WHAT YOU SHOULD DO: Copy the listing below, swapping "Drop a single dot" for "Place one point" wherever it appears and leaving everything else unchanged. Leave the pictures out.

RECORDS SHOWN:
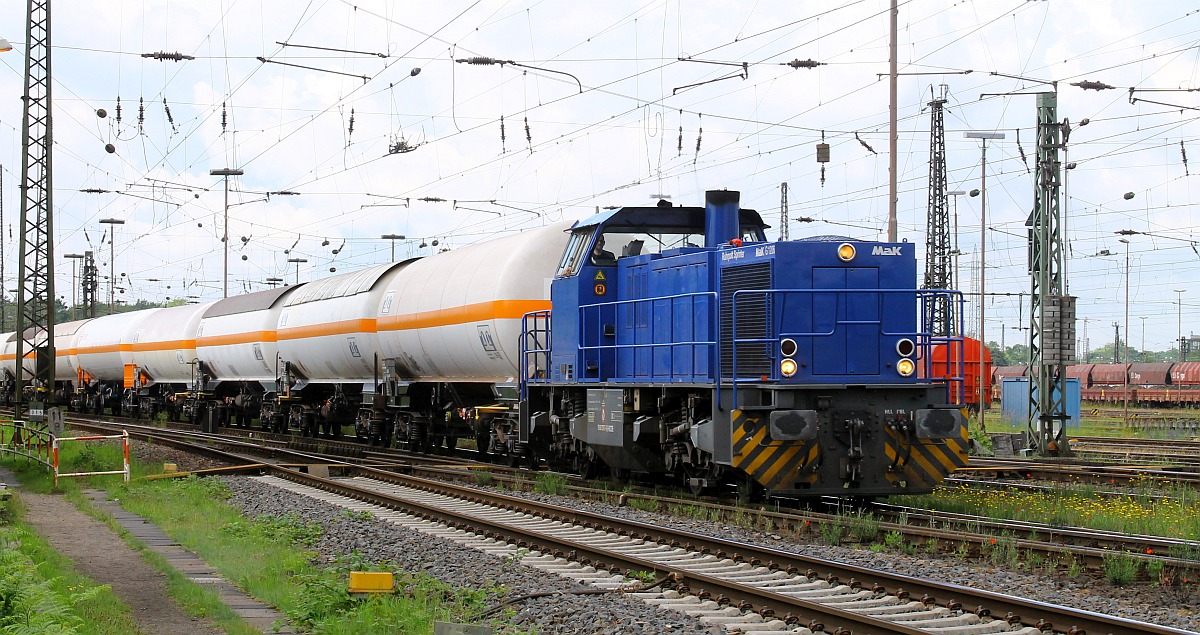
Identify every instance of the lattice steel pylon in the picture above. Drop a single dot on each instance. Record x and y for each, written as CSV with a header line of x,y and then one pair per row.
x,y
1051,312
937,238
35,294
90,282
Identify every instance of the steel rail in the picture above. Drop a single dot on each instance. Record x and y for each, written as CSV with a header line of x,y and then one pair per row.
x,y
816,568
744,597
995,603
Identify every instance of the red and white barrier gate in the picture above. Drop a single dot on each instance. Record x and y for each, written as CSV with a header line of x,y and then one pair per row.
x,y
125,450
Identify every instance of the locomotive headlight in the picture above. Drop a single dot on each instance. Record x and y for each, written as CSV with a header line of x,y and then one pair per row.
x,y
787,367
846,252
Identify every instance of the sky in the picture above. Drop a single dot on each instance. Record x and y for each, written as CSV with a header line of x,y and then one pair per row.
x,y
365,112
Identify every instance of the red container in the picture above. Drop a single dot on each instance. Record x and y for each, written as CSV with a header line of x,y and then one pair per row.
x,y
1157,373
1083,372
1186,373
946,364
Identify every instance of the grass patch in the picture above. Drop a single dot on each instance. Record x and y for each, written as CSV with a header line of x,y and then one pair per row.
x,y
273,559
1075,505
1121,569
483,477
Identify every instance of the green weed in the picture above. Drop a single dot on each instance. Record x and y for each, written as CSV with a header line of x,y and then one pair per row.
x,y
1121,569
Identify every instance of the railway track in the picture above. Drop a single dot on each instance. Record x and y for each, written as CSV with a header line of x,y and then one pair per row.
x,y
1139,449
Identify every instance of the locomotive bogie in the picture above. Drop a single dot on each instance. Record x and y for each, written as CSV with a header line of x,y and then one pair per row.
x,y
162,348
327,329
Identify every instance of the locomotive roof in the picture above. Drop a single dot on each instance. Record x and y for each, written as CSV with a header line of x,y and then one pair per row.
x,y
661,216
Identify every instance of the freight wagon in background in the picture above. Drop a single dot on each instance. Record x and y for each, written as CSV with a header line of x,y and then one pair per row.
x,y
696,351
1158,384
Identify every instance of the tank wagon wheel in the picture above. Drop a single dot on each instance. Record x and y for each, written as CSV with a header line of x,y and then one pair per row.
x,y
749,491
363,427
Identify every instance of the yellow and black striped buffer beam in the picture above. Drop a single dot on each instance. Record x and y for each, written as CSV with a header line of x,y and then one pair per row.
x,y
925,461
775,465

RESULT:
Identify every instance of the lattice steel pylon in the picture above. Place one point on each instance. Record x and y for each, written as CSV with a header line of x,y and then one pair per row.
x,y
1051,312
937,238
35,294
90,282
Identify every instance of the steel rail in the picture above. Place one point on each instance. Record x and y for each, written as CSV with a header line of x,y and then one pair per row.
x,y
816,568
744,597
995,603
Identify every instance of the red and white barrier gate in the picture above. Place one point on each instance. Record x and y for each, written as CSV with a header line of x,y and then one pair per row.
x,y
125,450
Identify every instance of the locomotive headlight in the picture above. Place one point on each instance. Record x and y for each, written as CSV with a header line of x,y and then one pair per row.
x,y
787,367
846,252
Identify every instance of the sky in the picture above. Place one point on each instance. Record x and y for each, written as CSV with a header line of x,y and then one pair per row.
x,y
365,112
Identify every instance of the red container in the picture above. Place one point on each instance. Record x and y for each, written as CSV with a header line of x,y and then one pair per row.
x,y
1157,373
1083,372
1186,373
946,364
Identify every instance of the grass patch in the picture above. Place one point on each instance. Record x and y for each, written as CSV with a header line of x,y and then one pair per row.
x,y
273,559
1075,505
1121,569
483,477
Identify every instance of the green weed in the picture above. Place one point on each instance. Record x and y for each, written as CSV with a header line of x,y and then one pair per row.
x,y
1121,569
Identify every instance of the railway track in the picture above. Place one point on each instance. Record x and y for each, written as CSV with a header line of x,y and then one pair per row.
x,y
1139,449
Identify every instance of the locomotive bogie in the picture above. Place one point on each instance. Record x and y for each, written as CSV with a header line of x,y and then one pair per row.
x,y
162,348
327,329
Identify every instance of the locomotive roof in the picture above. Place one point on each instance. Record x and y for each, written as CSV with a header line of x,y and then one pair per row.
x,y
661,216
Identify every instance of the freight wagon in background in the picture above. Place one point on each instance. Record x and y for each, written as CSV with a header line of x,y and then one pair per row.
x,y
696,351
1158,384
Identify every instance of the tank wagon wheel in the picture above. Place one point on each instance. Record x and y for each, written as CSV with a header line of x,y and then one pair per row.
x,y
749,491
363,427
Identify every instance of the yellow and black striped buffer beam in the picture above. Place one point on each instance. Record x and y for each, written as CSV with a header line of x,y and then one pair per row.
x,y
925,461
775,465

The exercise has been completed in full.